<<<<

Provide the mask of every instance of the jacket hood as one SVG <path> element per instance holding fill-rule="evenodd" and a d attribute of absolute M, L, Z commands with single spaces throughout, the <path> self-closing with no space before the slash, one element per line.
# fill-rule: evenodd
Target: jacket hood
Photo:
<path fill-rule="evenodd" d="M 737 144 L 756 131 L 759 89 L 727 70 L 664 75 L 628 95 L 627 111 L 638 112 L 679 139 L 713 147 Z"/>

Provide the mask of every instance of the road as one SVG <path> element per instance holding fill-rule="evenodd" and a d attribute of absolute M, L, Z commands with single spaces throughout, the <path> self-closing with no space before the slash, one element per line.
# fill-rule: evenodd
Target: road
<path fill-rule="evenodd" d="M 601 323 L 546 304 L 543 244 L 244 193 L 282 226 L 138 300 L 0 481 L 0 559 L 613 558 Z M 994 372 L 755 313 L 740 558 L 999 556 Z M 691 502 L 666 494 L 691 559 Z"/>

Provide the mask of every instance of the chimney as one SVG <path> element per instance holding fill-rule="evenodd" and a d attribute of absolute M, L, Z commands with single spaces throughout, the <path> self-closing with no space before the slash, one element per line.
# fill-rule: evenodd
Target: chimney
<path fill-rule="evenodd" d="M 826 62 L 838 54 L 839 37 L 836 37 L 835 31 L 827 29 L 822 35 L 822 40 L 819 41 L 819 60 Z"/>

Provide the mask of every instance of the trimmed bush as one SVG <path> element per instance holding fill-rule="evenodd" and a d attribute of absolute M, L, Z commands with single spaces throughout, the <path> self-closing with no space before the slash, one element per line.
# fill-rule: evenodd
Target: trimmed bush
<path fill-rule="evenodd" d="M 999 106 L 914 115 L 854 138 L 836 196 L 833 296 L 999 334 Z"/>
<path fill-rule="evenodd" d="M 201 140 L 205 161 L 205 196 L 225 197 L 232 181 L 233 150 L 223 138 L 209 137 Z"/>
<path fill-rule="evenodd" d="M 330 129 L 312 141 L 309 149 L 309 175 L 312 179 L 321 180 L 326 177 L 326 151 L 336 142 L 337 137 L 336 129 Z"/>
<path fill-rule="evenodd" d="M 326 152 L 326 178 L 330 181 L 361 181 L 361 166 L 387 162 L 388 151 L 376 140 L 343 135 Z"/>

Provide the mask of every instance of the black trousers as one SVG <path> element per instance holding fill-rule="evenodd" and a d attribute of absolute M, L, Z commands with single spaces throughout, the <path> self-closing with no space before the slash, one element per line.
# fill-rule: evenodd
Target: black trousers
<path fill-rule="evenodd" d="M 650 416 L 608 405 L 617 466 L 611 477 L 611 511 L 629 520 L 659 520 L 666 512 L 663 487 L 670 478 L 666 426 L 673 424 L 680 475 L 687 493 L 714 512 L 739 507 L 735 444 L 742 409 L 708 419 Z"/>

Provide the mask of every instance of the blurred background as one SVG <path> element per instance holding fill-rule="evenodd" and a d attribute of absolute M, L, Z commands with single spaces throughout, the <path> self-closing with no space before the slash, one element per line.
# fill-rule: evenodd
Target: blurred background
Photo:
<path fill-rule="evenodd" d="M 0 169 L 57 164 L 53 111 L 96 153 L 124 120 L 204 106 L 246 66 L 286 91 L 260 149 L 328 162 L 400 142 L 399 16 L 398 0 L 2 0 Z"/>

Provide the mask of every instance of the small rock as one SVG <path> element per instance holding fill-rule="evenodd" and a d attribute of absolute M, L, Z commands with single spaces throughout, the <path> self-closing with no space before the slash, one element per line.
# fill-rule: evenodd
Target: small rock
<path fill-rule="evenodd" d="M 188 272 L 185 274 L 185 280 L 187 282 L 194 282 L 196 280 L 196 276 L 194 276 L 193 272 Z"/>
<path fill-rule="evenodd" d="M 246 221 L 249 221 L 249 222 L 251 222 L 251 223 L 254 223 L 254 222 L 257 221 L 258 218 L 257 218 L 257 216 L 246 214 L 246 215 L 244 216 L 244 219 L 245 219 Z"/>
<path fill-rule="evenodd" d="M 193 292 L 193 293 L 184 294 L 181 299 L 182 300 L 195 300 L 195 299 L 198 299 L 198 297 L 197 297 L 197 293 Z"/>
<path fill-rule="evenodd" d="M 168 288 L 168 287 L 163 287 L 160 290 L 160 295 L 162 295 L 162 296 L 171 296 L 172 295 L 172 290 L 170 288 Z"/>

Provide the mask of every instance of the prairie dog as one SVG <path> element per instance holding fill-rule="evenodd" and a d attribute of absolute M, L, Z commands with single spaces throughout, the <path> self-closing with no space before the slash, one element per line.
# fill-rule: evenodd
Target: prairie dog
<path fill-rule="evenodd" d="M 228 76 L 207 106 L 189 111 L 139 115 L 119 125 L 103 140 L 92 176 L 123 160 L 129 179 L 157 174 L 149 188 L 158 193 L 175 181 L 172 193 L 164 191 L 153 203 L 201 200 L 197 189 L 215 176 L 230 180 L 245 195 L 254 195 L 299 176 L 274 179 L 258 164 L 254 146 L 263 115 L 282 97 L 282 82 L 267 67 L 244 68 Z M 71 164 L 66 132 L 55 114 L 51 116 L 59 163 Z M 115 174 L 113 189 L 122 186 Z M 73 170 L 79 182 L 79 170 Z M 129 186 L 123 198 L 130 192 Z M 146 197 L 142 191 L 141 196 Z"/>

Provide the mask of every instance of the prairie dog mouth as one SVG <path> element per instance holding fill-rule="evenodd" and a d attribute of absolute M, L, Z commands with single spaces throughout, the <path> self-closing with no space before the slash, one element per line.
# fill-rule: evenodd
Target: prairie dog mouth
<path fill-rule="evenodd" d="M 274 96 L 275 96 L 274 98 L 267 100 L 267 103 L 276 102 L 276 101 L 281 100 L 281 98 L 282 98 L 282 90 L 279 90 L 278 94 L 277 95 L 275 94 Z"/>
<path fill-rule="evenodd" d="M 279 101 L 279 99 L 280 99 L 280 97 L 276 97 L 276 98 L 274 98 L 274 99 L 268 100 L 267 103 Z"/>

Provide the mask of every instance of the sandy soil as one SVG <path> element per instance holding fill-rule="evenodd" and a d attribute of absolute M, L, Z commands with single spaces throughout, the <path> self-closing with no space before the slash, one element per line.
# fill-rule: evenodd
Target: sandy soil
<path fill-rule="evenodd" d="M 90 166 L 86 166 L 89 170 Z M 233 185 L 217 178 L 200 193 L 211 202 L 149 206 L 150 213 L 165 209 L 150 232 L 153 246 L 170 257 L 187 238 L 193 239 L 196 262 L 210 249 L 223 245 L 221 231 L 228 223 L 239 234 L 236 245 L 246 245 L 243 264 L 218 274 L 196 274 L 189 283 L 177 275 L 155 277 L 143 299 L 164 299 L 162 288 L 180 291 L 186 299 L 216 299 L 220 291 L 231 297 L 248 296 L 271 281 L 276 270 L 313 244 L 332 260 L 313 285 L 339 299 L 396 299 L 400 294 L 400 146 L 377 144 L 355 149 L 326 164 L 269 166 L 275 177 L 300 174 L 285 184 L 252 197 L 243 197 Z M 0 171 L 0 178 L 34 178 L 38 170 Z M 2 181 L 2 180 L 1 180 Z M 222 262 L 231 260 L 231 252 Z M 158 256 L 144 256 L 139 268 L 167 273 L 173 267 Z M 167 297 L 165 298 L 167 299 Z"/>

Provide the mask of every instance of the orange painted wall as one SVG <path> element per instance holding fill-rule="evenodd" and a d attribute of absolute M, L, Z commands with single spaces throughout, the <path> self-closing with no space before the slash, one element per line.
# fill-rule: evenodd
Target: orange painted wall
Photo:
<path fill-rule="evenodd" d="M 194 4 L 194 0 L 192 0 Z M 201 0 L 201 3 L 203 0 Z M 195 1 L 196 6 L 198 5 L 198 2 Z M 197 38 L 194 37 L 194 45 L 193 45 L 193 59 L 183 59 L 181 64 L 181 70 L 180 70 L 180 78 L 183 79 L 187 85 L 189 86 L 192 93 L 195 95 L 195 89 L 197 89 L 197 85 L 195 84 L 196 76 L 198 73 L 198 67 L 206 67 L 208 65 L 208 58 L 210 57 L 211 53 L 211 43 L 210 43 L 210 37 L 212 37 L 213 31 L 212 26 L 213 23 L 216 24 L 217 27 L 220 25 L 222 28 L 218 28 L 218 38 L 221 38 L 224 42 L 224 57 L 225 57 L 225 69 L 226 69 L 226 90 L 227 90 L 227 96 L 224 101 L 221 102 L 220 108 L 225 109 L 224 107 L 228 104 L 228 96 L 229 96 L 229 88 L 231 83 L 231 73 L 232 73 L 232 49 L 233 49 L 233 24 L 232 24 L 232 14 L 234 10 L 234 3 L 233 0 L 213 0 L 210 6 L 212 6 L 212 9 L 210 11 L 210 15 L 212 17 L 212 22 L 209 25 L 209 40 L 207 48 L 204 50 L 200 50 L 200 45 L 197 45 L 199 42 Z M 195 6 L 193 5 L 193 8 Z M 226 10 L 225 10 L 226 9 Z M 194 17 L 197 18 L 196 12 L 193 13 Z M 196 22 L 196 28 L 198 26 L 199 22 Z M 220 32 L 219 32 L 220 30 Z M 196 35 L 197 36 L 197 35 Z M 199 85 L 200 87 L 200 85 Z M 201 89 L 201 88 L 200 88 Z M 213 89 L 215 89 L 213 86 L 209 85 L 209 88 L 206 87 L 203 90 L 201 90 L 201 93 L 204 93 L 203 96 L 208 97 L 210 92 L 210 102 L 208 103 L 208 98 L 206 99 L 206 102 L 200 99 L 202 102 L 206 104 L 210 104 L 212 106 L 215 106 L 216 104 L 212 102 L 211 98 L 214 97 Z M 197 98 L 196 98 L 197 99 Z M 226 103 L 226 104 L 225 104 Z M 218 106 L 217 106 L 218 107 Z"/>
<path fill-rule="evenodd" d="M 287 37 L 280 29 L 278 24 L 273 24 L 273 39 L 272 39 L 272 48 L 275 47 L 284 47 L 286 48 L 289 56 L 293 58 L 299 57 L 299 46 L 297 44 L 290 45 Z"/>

>>>>

Problem to solve: Go through the listing above and find each line containing the string "jacket"; copy those lines.

Written answer:
Provide the mask of every instance of the jacket hood as one SVG <path> element per instance holding fill-rule="evenodd" and a d attribute of absolute M, L, Z commands with single spaces throughout, the <path> self-closing with no space before the slash, one element per line.
Target: jacket hood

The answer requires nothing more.